-- TASK ITEM --
Write down exactly the lines from the one with "Query: table lamp" to the end of the data, first and last included, and no others.

"""

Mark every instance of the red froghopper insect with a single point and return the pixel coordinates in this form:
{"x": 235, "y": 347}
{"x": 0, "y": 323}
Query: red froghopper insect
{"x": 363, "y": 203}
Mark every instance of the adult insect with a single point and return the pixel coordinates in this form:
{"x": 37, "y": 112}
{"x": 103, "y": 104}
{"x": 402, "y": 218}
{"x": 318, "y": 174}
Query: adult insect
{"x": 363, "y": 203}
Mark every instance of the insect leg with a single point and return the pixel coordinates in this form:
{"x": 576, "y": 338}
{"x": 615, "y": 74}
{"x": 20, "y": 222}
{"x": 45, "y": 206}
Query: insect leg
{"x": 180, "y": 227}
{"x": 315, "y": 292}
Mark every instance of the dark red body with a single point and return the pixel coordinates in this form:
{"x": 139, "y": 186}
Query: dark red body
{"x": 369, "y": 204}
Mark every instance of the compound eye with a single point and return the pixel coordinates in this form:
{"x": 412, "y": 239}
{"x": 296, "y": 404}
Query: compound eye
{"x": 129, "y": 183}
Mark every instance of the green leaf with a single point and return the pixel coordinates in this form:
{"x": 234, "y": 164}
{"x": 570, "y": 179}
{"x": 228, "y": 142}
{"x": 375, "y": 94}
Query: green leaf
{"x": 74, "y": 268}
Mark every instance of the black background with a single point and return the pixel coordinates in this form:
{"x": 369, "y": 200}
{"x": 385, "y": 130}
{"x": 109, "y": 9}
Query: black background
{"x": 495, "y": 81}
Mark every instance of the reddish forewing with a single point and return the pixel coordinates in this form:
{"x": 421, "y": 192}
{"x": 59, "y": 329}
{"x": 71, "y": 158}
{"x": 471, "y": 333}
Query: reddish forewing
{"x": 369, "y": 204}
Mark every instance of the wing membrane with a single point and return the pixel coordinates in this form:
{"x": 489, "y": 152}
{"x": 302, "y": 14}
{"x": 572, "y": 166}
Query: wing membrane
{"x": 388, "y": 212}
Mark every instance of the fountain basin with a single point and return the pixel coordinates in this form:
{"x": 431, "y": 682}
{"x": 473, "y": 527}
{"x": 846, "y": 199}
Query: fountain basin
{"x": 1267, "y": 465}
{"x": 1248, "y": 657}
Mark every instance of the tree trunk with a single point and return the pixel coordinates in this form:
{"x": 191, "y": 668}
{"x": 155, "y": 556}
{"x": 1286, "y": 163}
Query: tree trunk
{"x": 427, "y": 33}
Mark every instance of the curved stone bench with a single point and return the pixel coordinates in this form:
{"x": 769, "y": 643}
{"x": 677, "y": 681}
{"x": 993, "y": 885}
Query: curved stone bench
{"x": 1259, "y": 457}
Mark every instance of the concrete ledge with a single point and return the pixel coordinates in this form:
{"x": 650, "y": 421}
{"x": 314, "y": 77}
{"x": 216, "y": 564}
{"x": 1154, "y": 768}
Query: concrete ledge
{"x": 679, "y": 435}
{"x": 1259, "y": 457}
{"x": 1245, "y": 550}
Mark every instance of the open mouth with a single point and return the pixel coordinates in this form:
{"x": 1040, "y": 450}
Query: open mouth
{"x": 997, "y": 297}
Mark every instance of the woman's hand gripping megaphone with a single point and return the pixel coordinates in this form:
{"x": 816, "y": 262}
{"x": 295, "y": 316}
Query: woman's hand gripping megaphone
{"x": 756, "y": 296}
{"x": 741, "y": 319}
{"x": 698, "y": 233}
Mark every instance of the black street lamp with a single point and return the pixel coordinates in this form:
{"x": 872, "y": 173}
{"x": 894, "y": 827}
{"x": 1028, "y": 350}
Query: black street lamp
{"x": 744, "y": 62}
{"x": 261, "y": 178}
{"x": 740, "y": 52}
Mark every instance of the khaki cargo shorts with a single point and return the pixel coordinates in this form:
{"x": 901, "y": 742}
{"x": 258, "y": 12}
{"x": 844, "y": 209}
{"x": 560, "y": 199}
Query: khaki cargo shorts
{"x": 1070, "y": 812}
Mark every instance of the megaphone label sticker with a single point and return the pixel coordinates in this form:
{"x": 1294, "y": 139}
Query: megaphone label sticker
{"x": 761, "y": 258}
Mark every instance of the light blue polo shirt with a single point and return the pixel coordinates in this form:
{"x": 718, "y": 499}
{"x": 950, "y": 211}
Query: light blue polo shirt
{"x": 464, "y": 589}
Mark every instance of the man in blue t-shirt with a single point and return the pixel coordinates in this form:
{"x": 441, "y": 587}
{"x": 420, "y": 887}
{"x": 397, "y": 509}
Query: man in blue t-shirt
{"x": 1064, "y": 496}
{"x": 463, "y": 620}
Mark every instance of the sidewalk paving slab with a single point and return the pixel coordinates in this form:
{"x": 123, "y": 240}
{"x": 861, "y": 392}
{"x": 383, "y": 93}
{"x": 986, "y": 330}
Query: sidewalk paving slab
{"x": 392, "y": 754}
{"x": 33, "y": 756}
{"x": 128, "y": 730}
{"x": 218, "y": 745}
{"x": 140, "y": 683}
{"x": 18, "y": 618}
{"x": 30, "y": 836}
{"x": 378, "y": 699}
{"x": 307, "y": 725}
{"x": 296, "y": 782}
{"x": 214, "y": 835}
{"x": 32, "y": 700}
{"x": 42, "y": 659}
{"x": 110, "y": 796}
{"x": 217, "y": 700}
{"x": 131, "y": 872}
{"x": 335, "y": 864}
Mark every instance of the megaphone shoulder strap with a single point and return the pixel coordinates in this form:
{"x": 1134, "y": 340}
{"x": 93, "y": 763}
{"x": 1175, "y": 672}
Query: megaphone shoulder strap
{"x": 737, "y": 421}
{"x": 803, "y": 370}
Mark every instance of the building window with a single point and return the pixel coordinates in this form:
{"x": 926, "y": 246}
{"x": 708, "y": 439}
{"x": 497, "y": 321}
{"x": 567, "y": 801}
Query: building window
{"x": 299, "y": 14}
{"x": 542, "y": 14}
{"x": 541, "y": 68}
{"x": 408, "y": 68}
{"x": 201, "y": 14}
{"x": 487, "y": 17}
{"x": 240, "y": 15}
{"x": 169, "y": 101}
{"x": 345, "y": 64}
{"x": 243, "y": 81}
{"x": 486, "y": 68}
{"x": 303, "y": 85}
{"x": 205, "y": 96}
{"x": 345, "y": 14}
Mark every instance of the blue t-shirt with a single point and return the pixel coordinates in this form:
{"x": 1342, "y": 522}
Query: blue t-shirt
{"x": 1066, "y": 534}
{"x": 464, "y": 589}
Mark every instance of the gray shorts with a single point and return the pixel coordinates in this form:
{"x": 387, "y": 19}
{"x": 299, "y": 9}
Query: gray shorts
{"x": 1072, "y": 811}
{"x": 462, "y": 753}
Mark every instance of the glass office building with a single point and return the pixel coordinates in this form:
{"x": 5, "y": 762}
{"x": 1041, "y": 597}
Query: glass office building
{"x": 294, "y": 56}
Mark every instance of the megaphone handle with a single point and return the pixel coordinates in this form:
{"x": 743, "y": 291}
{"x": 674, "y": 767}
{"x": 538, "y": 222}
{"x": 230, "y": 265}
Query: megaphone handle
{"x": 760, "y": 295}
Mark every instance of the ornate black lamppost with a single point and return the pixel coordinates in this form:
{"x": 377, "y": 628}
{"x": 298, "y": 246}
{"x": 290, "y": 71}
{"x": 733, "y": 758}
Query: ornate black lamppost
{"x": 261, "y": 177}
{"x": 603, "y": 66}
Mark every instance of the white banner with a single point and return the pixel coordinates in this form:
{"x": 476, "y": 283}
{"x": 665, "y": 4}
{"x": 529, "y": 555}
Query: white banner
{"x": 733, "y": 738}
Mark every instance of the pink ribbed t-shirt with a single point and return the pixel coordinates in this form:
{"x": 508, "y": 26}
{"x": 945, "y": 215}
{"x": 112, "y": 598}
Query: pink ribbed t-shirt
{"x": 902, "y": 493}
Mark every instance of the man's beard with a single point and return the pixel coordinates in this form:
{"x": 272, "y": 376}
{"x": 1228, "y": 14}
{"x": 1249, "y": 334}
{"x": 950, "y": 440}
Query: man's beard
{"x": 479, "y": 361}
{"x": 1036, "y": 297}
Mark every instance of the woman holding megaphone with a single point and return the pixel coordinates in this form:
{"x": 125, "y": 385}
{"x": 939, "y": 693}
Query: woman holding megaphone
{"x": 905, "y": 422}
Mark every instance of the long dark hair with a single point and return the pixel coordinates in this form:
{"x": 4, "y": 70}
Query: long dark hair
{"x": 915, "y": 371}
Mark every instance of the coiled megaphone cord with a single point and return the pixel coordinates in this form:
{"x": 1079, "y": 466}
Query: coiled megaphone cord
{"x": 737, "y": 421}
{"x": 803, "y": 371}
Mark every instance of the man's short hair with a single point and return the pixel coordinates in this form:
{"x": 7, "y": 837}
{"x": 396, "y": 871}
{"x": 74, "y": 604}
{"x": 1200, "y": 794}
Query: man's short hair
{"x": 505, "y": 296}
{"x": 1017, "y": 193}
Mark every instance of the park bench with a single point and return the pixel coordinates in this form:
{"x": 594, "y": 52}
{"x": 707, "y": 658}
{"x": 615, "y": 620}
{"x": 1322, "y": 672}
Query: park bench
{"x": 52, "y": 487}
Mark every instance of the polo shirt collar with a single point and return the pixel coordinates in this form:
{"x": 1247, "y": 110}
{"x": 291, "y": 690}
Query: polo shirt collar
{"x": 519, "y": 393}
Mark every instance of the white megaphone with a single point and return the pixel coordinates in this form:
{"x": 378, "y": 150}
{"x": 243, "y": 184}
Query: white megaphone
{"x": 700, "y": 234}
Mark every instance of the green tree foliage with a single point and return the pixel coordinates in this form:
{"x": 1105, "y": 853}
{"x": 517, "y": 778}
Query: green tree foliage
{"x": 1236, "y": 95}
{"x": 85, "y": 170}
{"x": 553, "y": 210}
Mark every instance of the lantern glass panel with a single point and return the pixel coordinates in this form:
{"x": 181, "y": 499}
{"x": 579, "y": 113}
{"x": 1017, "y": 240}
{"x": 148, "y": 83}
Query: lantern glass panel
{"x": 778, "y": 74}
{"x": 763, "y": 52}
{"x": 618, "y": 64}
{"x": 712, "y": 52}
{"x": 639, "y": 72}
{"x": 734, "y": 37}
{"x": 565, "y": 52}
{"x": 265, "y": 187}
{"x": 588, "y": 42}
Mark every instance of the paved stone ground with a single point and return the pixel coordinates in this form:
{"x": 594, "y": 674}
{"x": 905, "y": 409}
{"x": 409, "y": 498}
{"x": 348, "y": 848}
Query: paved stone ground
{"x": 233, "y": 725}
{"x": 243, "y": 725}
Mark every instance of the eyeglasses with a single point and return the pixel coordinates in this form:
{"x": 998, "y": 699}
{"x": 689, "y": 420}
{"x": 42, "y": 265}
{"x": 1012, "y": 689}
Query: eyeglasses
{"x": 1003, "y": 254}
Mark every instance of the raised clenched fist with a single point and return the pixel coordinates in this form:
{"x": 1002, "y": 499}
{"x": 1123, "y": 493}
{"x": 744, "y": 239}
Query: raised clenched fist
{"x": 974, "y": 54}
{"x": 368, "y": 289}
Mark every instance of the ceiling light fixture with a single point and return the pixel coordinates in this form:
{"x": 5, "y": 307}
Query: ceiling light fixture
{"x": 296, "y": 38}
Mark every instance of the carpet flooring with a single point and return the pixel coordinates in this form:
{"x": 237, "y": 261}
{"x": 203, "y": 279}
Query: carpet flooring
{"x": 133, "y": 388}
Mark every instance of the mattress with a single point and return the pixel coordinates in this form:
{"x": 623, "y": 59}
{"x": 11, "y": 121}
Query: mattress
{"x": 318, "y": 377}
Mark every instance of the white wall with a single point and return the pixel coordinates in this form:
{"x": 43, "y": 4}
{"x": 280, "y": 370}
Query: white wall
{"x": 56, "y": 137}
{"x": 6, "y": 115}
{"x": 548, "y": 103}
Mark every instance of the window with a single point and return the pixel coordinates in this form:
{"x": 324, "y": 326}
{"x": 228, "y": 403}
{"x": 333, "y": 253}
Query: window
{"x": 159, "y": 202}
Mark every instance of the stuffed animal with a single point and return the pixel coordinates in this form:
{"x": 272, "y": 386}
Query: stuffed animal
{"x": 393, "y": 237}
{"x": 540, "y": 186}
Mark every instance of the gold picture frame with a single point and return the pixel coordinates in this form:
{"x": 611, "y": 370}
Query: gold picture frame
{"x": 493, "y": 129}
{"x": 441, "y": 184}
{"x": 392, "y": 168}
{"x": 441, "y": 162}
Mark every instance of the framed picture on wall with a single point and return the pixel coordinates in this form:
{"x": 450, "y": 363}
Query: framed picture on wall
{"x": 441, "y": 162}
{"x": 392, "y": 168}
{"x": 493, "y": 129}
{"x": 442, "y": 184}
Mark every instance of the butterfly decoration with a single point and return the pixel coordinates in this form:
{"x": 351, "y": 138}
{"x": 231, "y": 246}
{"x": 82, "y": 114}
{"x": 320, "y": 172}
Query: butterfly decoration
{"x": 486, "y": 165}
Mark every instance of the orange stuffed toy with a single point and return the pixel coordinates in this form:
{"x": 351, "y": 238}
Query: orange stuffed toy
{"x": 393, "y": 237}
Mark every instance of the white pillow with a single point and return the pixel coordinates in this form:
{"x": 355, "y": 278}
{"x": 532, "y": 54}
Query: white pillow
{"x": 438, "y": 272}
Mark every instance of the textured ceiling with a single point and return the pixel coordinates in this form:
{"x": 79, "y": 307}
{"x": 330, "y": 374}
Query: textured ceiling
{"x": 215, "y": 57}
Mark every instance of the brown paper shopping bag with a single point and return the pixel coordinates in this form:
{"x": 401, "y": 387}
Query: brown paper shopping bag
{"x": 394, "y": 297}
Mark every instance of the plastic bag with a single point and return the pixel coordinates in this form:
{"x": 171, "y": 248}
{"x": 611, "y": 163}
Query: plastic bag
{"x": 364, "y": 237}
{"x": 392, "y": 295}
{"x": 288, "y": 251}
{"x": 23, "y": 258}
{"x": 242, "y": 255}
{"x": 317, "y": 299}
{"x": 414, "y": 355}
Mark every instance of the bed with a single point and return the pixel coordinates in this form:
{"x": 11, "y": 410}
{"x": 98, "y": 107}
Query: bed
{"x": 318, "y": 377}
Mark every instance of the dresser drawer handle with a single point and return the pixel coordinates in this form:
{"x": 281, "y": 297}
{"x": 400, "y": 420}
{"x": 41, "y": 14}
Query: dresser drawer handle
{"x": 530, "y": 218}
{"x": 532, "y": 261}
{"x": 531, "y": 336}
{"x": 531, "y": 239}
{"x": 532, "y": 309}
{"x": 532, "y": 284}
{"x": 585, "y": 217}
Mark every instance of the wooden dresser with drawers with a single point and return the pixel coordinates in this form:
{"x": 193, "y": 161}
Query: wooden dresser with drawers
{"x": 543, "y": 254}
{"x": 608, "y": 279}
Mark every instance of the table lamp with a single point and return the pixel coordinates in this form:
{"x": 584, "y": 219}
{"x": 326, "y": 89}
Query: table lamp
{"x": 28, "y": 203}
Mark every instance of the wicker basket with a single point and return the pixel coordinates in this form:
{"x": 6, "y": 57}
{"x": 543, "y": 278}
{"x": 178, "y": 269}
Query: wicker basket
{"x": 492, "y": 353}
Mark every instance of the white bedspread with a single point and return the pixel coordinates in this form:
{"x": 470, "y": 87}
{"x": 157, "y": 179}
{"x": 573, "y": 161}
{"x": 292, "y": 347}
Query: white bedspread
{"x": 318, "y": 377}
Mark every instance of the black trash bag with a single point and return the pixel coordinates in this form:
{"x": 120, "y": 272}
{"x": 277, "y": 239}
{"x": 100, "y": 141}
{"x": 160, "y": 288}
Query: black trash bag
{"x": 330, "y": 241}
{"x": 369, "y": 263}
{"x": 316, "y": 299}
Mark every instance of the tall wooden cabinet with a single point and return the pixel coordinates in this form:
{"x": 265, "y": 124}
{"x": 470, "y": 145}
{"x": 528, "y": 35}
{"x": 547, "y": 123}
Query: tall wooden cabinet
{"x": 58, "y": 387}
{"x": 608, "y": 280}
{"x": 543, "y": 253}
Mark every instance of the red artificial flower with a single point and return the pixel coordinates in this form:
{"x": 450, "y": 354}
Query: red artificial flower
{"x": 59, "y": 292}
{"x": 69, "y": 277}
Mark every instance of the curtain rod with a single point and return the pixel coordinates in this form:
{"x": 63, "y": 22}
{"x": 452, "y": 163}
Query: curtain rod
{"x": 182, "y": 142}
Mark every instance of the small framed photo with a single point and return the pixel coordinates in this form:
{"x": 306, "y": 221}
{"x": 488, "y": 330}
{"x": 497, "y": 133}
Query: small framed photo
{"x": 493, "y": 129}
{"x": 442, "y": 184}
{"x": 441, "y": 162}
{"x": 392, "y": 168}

"""

-- REPLY --
Query: table lamp
{"x": 28, "y": 203}
Mark every instance of the wicker basket with a single point and return the pixel coordinates in this form:
{"x": 6, "y": 57}
{"x": 543, "y": 278}
{"x": 178, "y": 269}
Query: wicker basket
{"x": 492, "y": 353}
Mark every instance of the white bedspread with a single point and return the pixel coordinates in this form:
{"x": 470, "y": 87}
{"x": 157, "y": 179}
{"x": 573, "y": 161}
{"x": 292, "y": 347}
Query: white bedspread
{"x": 318, "y": 377}
Mark every instance of the black trash bag with a single point and return the pixel coordinates in this form:
{"x": 120, "y": 272}
{"x": 277, "y": 239}
{"x": 100, "y": 141}
{"x": 160, "y": 288}
Query: black trash bag
{"x": 330, "y": 241}
{"x": 369, "y": 263}
{"x": 316, "y": 299}
Mark every instance of the tall wooden cabinet with a single point and return the pixel coordinates in this form:
{"x": 265, "y": 124}
{"x": 470, "y": 145}
{"x": 528, "y": 35}
{"x": 547, "y": 123}
Query: tall wooden cabinet
{"x": 58, "y": 387}
{"x": 608, "y": 280}
{"x": 543, "y": 253}
Mark every instance of the red artificial flower with a single point and return the pixel coordinates in this form:
{"x": 450, "y": 354}
Query: red artificial flower
{"x": 59, "y": 292}
{"x": 69, "y": 277}
Mark every instance of the curtain rod with a single point and return the pixel coordinates in this form:
{"x": 63, "y": 22}
{"x": 452, "y": 163}
Query: curtain rod
{"x": 182, "y": 142}
Mark every instance of the small framed photo with a single point and return the pixel coordinates in this form:
{"x": 306, "y": 221}
{"x": 488, "y": 330}
{"x": 497, "y": 133}
Query: small framed photo
{"x": 493, "y": 129}
{"x": 442, "y": 184}
{"x": 441, "y": 162}
{"x": 392, "y": 168}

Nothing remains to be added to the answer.